── PROVIDED RECORDS
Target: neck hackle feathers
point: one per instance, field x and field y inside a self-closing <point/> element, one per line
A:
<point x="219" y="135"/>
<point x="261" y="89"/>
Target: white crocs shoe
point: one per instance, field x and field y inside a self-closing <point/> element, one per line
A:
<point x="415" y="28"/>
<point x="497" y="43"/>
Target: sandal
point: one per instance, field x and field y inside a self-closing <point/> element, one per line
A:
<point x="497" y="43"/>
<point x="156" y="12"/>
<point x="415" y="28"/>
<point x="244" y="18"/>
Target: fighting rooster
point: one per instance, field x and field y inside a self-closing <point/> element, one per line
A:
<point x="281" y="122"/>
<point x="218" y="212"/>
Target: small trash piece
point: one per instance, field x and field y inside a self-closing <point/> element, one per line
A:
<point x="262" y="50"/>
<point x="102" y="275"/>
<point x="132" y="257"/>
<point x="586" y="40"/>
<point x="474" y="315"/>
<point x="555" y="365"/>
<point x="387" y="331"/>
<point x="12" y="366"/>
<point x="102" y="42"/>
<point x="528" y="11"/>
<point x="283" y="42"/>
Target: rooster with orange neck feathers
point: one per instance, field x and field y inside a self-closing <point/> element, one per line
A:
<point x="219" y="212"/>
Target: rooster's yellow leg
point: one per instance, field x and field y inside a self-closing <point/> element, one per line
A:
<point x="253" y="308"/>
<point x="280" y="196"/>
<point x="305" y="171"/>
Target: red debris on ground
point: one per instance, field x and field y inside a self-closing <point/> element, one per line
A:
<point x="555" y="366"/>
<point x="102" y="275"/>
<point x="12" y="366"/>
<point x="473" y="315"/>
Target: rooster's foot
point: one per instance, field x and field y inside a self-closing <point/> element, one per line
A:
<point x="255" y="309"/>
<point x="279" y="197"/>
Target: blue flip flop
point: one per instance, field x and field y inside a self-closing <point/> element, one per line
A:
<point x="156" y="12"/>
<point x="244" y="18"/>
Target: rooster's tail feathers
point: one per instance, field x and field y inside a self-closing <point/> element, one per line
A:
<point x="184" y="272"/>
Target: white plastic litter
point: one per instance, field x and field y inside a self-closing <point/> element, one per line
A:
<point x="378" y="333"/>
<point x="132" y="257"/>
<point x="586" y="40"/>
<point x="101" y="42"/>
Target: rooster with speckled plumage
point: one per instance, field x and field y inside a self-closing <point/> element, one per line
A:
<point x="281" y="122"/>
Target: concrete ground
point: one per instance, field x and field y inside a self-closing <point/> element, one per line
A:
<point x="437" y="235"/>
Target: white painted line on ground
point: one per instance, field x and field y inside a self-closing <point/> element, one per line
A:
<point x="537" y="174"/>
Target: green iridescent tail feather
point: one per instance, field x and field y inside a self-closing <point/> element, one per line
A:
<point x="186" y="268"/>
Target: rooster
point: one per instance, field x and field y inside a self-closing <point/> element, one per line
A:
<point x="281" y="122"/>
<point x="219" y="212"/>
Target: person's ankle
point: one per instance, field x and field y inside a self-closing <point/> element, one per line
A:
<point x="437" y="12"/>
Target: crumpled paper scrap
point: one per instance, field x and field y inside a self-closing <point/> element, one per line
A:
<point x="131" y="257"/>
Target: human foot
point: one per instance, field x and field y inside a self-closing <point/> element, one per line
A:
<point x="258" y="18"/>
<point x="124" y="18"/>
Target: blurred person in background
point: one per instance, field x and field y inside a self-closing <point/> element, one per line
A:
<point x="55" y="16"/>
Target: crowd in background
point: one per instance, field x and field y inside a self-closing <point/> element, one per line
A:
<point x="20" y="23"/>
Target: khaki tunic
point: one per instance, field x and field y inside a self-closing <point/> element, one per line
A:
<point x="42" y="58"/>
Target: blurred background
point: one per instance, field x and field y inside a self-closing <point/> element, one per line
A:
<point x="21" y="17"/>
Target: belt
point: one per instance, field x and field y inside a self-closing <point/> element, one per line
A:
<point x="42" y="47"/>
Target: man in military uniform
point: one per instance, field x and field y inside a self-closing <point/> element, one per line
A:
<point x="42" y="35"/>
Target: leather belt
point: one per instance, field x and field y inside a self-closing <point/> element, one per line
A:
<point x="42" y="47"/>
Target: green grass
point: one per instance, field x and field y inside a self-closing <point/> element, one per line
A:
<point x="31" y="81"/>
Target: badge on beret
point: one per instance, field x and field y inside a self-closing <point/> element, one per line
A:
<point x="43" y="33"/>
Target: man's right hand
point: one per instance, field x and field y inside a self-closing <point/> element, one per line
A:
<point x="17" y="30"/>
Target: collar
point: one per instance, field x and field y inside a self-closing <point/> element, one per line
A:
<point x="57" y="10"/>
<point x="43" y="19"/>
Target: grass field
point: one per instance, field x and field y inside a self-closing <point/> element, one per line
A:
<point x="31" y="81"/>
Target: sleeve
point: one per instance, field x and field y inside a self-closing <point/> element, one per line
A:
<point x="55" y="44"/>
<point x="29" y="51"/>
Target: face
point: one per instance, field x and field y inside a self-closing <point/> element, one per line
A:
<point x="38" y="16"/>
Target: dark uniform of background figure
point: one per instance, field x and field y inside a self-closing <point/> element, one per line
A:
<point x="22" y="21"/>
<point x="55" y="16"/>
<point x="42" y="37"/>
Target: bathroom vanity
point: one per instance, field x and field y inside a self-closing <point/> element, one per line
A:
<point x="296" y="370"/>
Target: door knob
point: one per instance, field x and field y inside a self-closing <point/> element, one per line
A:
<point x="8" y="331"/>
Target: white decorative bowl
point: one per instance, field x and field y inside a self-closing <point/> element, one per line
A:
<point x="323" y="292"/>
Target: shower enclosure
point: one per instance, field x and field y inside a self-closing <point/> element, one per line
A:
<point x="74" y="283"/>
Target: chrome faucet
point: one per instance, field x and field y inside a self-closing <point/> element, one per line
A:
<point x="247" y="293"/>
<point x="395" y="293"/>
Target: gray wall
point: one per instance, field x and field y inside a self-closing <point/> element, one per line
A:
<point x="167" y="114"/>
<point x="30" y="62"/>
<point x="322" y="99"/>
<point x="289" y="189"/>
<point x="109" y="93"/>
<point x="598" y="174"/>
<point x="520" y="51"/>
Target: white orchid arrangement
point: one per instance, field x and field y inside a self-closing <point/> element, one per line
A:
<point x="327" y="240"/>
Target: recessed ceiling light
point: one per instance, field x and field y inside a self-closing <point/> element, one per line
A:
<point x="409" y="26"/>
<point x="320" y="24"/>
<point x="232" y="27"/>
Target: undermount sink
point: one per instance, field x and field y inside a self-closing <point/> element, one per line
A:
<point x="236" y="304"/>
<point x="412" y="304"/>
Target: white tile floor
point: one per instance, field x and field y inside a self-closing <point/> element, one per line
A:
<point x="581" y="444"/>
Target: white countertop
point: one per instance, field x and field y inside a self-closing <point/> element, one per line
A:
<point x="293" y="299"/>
────
— WHAT IS EXPECTED —
Go through the data above from its first line and copy each line exactly, stopping once the line with "Target: white crocs shoe" has been copied.

— PROBLEM SOLUTION —
Target: neck hackle feathers
point: one per instance, field x and field y inside a self-closing <point/> element, one per line
A:
<point x="219" y="135"/>
<point x="261" y="89"/>
Target: white crocs shoe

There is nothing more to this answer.